*Text segment*.
Director: Danny DeVito
Writer: Adam Resnick
Producers: Andrew Lazar, Peter MacGregor-Scott
Unfortunately, not everyone else in the film is as interesting. DeVito plays a decent shifty agent and Catherine Keener is fine as the producer who starts off as a mega-bitch, but ultimately chills out, but the rest of the characters (and there are a-plenty) didn’t really bring much to the table. As for Robin Williams, aaaaaaaaaah, well…let me tell you that I used to be a fan of this guy until he pushed his “over-the-top” shtick too far. In this film, his character is nothing but over-the-top, manic, spitting words out at 1000 miles per hour, and yet, even though I didn’t appreciate most of his hoopla, he does ultimately come through with enough funny one-liners, to make up for his lack of character development (he’s basically just a “nut” with zero background-thankfully he’s really not all that prominent in the film). Williams also gets to spew enough swear words in this film to make up for any that he might’ve missed in all of his other movies put together. And that’s another cool thing about this movie…it really doesn’t hold back! Yes, there’s a scene that features a “cock cookie” being pulled out before the kids. Yes, there’s a scene in which a man dressed up as a children’s animator gets two bullets in the head, and yes, Nazis ultimately make their way into the world of Smoochy. The flick moves quickly, tosses out plenty of potshots and features an intertwining plotline that asks for quite a bit of attention from its viewer.
Which is where my biggest problem with the film lay. The plotline is overly busy at times and redundant, Williams’ character seemed to have way too much “freedom” for a nutjob and things ultimately ran a little long and weren’t as inspired, as I would have hoped. Less plot, more characterization, less of that really, really annoying character who only screamed as a motivation, might’ve made the film that much better. Buuuuuuut, it’s not every day that you walk into a film whose main plotline revolves around a children’s TV show being surreptitiously run by an organized crime syndicate. A very unique premise, an infectious performance by Ed Norton, plenty of fun dialogue, kooky songs and bright colors make for a groovy black comedy, with unfortunate faults which I for one…was willing to forgive. So do you want the Death of Smoochy?

Dataset records

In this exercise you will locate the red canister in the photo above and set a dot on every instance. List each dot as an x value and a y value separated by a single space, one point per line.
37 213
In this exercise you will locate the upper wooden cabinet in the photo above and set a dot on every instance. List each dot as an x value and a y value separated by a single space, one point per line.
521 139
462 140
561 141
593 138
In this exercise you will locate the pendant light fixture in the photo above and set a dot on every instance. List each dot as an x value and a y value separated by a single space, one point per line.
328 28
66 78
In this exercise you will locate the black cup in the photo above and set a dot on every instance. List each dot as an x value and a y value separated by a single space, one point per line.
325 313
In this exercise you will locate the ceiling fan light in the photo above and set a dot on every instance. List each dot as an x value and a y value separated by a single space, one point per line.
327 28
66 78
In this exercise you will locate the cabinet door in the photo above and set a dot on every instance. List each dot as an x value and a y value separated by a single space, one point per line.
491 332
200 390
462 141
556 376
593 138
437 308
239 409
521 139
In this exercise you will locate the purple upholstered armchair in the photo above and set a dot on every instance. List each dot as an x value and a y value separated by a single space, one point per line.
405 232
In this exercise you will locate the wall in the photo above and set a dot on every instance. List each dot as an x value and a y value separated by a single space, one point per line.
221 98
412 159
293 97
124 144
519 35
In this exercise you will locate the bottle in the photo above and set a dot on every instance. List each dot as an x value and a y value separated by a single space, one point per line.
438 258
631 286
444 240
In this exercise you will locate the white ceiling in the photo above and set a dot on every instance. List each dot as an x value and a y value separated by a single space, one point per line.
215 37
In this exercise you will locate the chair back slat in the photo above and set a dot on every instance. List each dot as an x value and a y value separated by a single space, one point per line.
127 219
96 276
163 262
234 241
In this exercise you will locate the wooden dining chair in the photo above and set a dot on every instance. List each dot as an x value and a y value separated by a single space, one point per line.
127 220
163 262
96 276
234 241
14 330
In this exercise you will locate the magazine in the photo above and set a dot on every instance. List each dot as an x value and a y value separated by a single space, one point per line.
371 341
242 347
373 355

*To do*. Please retype the part of the movie review that begins at the words "Which is where" and stops after the words "Death of Smoochy?".

*Expected answer*.
Which is where my biggest problem with the film lay. The plotline is overly busy at times and redundant, Williams’ character seemed to have way too much “freedom” for a nutjob and things ultimately ran a little long and weren’t as inspired, as I would have hoped. Less plot, more characterization, less of that really, really annoying character who only screamed as a motivation, might’ve made the film that much better. Buuuuuuut, it’s not every day that you walk into a film whose main plotline revolves around a children’s TV show being surreptitiously run by an organized crime syndicate. A very unique premise, an infectious performance by Ed Norton, plenty of fun dialogue, kooky songs and bright colors make for a groovy black comedy, with unfortunate faults which I for one…was willing to forgive. So do you want the Death of Smoochy?